======== TEXT SHOWN

Economists Urge Ontario to get Cap-and-Trade Details Right for Business and Climate

  • New recommendations from Canada’s Ecofiscal Commission outline four principles of policy design that will determine the success of Ontario’s cap-and-trade system.
  • Experts from the “front line” of cap-and-trade in California, Massachusetts, and Quebec to discuss recommendations and implications for business at Toronto event.

Toronto, June 3, 2015—Cap-and-trade can work effectively in Ontario to meaningfully and cost-effectively reduce greenhouse gas emissions, but only if government gets the details of policy right, advises Canada’s Ecofiscal Commission in a set of recommendations released today. While directed at government, the Commission’s new paper, The Way Forward for Ontario, also aims to engage and help inform Ontario industries and businesses—many of which are grappling to understand the impacts of cap-and-trade on their operations and bottom-line.

================

STATED GOAL 1 ▸ In the text on Ontario's cap-and-trade system, which places does the second bullet point name as the "front line" of cap-and-trade?
STATED GOAL 2 ▸ Carry on the text on Ontario's cap-and-trade system from where it stops.
The lines that follow are not needed for either task.

======== ENTRIES SUPPLIED

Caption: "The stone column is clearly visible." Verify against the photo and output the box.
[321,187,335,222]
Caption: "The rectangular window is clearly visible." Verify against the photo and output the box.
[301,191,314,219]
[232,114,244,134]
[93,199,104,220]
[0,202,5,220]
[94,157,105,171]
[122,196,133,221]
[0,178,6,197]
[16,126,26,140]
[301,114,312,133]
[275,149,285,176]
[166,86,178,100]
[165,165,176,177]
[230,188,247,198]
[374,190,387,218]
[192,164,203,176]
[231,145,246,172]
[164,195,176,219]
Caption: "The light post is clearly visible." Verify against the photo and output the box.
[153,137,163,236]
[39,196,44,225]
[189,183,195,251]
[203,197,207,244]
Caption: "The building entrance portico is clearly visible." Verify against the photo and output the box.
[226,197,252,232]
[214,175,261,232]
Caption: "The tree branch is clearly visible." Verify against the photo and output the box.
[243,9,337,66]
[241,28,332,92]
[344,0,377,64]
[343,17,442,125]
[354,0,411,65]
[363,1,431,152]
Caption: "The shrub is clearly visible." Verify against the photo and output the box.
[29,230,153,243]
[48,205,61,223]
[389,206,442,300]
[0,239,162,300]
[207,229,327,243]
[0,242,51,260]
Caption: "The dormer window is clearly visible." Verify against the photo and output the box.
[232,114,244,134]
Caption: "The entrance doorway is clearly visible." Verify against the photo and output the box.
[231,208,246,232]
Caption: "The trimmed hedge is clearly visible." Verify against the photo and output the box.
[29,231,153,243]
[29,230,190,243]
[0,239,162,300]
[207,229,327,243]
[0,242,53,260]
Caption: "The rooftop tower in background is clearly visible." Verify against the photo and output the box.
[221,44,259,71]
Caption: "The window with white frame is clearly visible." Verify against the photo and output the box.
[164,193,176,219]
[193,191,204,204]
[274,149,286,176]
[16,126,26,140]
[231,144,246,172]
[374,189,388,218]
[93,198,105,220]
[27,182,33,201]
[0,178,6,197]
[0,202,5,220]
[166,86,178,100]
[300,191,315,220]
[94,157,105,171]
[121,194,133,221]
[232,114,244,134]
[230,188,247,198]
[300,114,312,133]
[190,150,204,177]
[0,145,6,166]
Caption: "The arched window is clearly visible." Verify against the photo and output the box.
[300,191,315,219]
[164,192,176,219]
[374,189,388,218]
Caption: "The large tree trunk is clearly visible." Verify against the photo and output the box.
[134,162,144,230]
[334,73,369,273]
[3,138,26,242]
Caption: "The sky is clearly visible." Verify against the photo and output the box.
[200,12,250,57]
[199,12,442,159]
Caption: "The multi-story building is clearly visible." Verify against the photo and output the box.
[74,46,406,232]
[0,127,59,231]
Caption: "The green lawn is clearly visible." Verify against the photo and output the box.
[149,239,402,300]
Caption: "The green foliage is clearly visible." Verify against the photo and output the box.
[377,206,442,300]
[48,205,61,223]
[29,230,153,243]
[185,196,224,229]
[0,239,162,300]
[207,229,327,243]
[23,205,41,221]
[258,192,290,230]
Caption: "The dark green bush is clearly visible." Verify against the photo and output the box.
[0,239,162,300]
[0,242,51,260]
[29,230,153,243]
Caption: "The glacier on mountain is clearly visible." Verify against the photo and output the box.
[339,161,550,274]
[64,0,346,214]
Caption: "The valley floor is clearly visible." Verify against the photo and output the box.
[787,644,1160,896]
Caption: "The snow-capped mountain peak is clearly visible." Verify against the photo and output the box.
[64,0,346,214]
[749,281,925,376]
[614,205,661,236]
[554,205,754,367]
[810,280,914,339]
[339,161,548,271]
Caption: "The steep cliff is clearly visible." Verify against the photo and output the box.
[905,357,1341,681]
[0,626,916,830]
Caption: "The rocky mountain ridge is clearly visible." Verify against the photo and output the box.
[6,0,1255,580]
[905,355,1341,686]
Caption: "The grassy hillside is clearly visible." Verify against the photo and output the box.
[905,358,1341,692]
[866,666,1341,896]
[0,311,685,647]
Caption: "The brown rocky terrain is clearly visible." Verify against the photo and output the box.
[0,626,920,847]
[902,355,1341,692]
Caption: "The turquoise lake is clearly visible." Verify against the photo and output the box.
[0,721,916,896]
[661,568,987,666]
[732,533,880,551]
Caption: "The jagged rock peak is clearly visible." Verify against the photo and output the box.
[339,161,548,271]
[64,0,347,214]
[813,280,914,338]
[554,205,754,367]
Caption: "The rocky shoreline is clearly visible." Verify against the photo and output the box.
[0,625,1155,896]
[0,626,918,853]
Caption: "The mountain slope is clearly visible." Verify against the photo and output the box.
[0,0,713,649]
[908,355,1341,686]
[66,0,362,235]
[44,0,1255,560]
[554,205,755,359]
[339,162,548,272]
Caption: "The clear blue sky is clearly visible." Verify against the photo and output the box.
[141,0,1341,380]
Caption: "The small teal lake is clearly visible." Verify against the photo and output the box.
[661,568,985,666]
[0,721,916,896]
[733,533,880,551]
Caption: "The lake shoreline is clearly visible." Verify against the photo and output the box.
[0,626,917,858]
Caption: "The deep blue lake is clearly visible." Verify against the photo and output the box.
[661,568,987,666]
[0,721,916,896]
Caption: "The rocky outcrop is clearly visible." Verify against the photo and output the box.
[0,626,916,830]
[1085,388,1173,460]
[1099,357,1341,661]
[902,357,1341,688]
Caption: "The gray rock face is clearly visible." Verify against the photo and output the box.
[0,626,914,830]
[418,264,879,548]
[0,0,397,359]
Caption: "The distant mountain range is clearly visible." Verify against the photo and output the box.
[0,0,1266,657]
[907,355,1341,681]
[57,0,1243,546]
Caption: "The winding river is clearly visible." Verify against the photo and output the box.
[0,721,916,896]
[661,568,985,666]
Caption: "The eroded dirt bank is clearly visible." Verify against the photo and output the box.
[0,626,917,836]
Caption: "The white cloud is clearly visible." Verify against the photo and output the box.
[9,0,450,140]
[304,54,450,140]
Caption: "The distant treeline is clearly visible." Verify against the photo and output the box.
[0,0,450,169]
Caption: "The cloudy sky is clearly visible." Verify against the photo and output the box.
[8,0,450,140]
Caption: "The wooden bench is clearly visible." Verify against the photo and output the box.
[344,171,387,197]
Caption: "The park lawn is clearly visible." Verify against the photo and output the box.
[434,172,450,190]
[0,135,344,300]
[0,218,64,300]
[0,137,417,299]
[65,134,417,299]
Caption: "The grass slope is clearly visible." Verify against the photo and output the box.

================

EXPECTED ANSWER 1 ▸ California, Massachusetts, and Quebec

EXPECTED ANSWER 2 ▸
In April, the Ontario government announced its commitment to join Quebec and California in a cap-and-trade system designed to reduce emissions by putting a price on carbon. Following that announcement, there has been significant public discussion about the effectiveness of cap-and-trade as a policy approach. The government has yet to announce specific details of the system.

Written by the Commission’s director of research, Dale Beugin, and four of its prominent economists—Mel Cappe, former Clerk of the Privy Council; Glen Hodgson, Senior Economist at the Conference Board of Canada; Paul Lanoie, Professor of Economics at HEC, Montreal; and Chris Ragan, Chair of the Ecofiscal Commission—the recommendations for Ontario’s government center around four basic principles:

  • Stringency (i.e. the carbon price established by the “cap”) should drive meaningful reductions beginning now and rise gradually and predictably over time.
  • The policy should be broad, covering emitters (and emissions) across the whole economy.
  • Aim to auction most permits. Free permit allocations can reduce adverse competitiveness impacts, but should be used narrowly, based on clear, transparent rules and for a limited period of time.
  • Encourage other provinces and jurisdictions to join the linked system, increasing cost-effectiveness and advancing the path to broad harmonization across North America and beyond.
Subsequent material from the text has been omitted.